*Records provided*:
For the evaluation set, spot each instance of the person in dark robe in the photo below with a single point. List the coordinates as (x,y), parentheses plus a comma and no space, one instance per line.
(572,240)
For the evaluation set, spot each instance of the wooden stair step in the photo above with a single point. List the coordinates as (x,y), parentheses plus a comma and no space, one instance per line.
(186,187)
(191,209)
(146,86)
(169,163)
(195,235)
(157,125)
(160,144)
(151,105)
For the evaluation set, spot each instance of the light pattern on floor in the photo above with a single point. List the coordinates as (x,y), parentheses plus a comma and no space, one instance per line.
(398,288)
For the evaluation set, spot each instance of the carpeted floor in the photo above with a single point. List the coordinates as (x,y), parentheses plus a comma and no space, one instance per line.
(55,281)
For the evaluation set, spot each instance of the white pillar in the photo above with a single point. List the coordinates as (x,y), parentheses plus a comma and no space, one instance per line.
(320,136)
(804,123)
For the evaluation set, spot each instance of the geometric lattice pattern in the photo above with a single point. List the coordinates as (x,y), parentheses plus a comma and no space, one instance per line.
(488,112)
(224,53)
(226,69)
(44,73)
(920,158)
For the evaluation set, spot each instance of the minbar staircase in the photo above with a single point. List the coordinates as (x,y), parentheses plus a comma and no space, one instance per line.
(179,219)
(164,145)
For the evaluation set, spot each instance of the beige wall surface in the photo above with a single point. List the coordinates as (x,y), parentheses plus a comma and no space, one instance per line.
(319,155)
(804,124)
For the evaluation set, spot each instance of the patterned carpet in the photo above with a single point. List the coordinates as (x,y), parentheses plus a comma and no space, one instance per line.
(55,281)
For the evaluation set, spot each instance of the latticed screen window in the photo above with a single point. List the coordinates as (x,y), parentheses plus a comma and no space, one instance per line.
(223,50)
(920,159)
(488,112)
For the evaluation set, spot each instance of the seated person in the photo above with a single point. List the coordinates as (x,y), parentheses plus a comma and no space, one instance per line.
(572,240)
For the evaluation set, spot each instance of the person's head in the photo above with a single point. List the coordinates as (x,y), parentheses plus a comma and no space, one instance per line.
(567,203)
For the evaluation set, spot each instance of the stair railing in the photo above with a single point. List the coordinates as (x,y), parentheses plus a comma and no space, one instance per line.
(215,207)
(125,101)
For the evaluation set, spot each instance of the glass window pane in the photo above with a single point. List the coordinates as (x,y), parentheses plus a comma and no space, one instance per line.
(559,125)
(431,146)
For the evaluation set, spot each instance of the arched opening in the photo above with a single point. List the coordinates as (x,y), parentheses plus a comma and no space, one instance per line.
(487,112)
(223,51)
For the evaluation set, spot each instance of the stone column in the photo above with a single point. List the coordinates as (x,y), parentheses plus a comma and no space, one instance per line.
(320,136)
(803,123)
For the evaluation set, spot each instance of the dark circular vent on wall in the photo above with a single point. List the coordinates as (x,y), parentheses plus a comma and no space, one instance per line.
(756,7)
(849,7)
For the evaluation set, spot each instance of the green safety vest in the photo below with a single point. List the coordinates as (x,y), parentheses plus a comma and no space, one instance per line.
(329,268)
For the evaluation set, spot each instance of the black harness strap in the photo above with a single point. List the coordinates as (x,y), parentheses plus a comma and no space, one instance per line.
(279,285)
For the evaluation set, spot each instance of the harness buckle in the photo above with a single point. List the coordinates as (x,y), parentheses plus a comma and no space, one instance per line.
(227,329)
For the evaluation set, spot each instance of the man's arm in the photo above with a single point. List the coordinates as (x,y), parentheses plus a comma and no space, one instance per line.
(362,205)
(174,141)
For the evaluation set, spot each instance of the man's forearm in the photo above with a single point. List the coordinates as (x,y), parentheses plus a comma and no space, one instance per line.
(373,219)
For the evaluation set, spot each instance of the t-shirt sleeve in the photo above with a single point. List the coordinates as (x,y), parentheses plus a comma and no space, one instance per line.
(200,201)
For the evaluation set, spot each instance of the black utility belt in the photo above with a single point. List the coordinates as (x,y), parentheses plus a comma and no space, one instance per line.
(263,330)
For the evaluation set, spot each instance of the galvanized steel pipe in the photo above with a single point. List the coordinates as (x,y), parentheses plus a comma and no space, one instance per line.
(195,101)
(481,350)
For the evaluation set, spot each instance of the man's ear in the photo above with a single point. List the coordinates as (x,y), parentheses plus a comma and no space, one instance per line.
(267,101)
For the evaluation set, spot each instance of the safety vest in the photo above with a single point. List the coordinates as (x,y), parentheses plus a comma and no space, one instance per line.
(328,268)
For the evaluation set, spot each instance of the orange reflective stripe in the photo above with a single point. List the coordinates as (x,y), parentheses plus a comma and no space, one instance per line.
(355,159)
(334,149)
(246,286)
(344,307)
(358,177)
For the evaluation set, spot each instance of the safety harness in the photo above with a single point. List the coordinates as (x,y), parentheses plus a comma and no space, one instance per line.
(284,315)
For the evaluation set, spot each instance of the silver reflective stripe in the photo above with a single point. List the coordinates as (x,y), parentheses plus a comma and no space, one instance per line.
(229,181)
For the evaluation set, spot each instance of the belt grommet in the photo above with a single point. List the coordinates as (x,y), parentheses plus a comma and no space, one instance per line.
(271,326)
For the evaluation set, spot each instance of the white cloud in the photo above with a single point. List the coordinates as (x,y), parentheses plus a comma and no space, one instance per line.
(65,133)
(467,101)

*What you are asked to do*: Every entry must be output again, exactly as written above.

*Exercise result*:
For the evaluation set, spot each instance of the person in dark robe in the photo below with a single point. List the coordinates as (x,y), parentheses plus a comma and no space, one instance per line.
(572,240)
For the evaluation set, spot each instance of the wooden stair step in the photo above with a single point. List the coordinates as (x,y), parentheses plus a comma and no space, one instance per line.
(186,187)
(191,209)
(146,86)
(169,163)
(195,235)
(157,125)
(160,144)
(151,105)
For the evaluation set, spot each instance of the light pattern on floor in the photo above with a single point. List the coordinates as (x,y), parentheses plus a comma and no space, one instance per line.
(398,288)
For the evaluation set, spot each instance of the carpeted floor in the photo above with a single point. List the coordinates as (x,y), parentheses plus a comma and no space, one instance per line.
(55,281)
For the evaluation set, spot each instance of the white pillar in the photo above with a single point. List the coordinates as (x,y), parentheses plus a comma and no space, one instance per line.
(320,136)
(804,123)
For the evaluation set, spot each instance of the geometric lattice pattern in the photo above with a single point. List the coordinates as (x,y), parentheses plus a comma and no space, one instance per line.
(488,112)
(224,53)
(226,69)
(44,73)
(920,158)
For the evaluation set, spot each instance of the minbar staircase in the photo above with a single point. List the coordinates as (x,y), parentheses plus a comma and no space, one instance per line.
(179,219)
(164,145)
For the evaluation set, spot each instance of the beige wall surface in the photo above with a single point. List the coordinates as (x,y), parentheses plus a comma and no space, one instance per line.
(319,155)
(804,124)
For the evaluation set, spot each instance of the patterned carpet in the photo above with a single point. List the coordinates as (x,y), parentheses plus a comma and no space, one instance per line.
(55,281)
For the evaluation set, spot each instance of the latticed screen window in the photo above with a single point. List the coordinates as (x,y), parentheses plus a comma and no space, one instance per line.
(223,50)
(920,159)
(488,112)
For the evaluation set, spot each instance of the seated person in the photo above with a single point. List the coordinates as (x,y), parentheses plus a comma and no space, one instance per line.
(572,240)
For the evaluation set, spot each instance of the person's head in the photo above with a single point. List the coordinates as (x,y), parentheses plus a comma and no space, one instance per line.
(567,203)
For the evaluation set, spot each instance of the stair railing in the photo above with a single point. List the coordinates as (x,y), parentheses plus a comma and no space, one instance per line.
(215,207)
(125,101)
For the evaluation set, spot each instance of the glass window pane in the photo above with a single point. List the coordinates as (x,y), parentheses plus a comma and no space, one instance per line.
(559,125)
(431,146)
For the evaluation set, spot each instance of the arched opening in the photo above with a single point. List the coordinates as (x,y), parentheses plus a comma and no space, one instance per line.
(487,112)
(223,51)
For the evaluation set, spot each instance of the stone column in the photo above with a single point. List the coordinates as (x,y), parentheses plus a comma and no space, one instance per line.
(320,136)
(803,123)
For the evaluation set, spot each instance of the dark circular vent on wall in the photo above with a single point. List the coordinates as (x,y), parentheses plus a comma and no space, one instance per line.
(756,7)
(849,7)
For the evaluation set, spot each instance of the green safety vest in the photo below with a single point. List the coordinates as (x,y), parentheses plus a comma and no space, one instance per line.
(329,268)
For the evaluation set, spot each instance of the black harness strap in the photo above with a single point. List the coordinates as (x,y), parentheses plus a comma and no space, one instance per line.
(279,285)
For the evaluation set, spot each instance of the harness buckle in the photo above with a single point. List the coordinates as (x,y), parentheses plus a comma and no space, one instance per line.
(227,329)
For the evaluation set, spot each instance of the man's arm in the photo above with a single point. List the coordinates as (x,y), parentheses plus a comma and no space, one instance per line.
(362,205)
(174,141)
For the evaluation set, spot each instance of the man's forearm in the photo above with a single point. List the coordinates as (x,y), parentheses plus a comma and no space, one instance per line.
(373,219)
For the evaluation set, spot each instance of the t-shirt sleeve in the photo above with a single point. List the coordinates as (x,y), parentheses plus a comma and no space, one instance per line.
(200,201)
For the evaluation set, spot each instance of the black utility belt in the photo above with a single point. List the coordinates as (x,y), parentheses plus a comma and no space, one instance per line.
(263,330)
For the evaluation set, spot each instance of the galvanized steel pipe in the photo above with a single point. List the coordinates as (x,y), parentheses plus a comma and no space, one instance per line.
(195,101)
(481,350)
For the evaluation set, spot each instance of the man's ear in the photo above with a single point. List the coordinates as (x,y), parentheses plus a comma and no space, one instance per line.
(267,101)
For the evaluation set, spot each instance of the safety vest in the photo above with a single point. List the coordinates as (x,y), parentheses plus a comma and no space, one instance per line.
(328,268)
For the evaluation set, spot each instance of the orange reflective stripe in the photo above with a single point. List the coordinates as (x,y), parentheses plus a comma and no space, one instance per line.
(355,159)
(334,149)
(246,286)
(344,307)
(358,177)
For the evaluation set, spot each instance of the safety harness in the photo above with a single point. List the coordinates as (x,y), parentheses plus a comma and no space, one instance per line.
(284,315)
For the evaluation set, spot each instance of the silver reflective stripe in the photo above with a single point. List the coordinates as (x,y), parentheses plus a comma and no space, one instance per line.
(229,181)
For the evaluation set, spot each instance of the belt grommet in the photo above with a single point. List the coordinates as (x,y), parentheses plus a comma and no space, one instance per line.
(271,326)
For the evaluation set, spot each instance of the white cloud in the photo above with a single point. List the coordinates as (x,y), parentheses plus a comma and no space, one instance per line.
(65,133)
(467,101)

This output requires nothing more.